## Goal
State how many lines in the records below contain the word "trousers". Give only the number.

## Records provided

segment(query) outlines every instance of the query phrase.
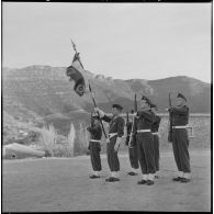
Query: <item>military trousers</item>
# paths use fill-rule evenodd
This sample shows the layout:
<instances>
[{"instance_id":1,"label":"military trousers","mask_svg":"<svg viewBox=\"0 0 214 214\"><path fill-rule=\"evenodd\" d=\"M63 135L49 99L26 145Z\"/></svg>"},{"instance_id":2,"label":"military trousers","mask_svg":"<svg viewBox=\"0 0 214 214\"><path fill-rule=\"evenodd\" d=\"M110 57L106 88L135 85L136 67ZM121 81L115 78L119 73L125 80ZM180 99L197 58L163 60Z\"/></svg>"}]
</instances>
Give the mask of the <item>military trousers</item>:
* * *
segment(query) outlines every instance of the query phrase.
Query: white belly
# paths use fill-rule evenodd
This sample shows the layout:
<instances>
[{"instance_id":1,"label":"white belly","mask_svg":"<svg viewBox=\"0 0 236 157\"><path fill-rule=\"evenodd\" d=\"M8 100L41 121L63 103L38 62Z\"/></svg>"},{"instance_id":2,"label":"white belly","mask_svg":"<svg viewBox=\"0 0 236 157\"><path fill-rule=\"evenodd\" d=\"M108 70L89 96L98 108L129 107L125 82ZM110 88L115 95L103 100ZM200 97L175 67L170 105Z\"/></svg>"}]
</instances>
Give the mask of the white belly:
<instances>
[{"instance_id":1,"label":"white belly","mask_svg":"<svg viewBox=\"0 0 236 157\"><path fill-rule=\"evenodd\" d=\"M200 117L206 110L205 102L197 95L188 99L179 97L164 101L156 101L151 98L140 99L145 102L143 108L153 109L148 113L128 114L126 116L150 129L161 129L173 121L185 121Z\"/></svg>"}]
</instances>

## Problem solution
3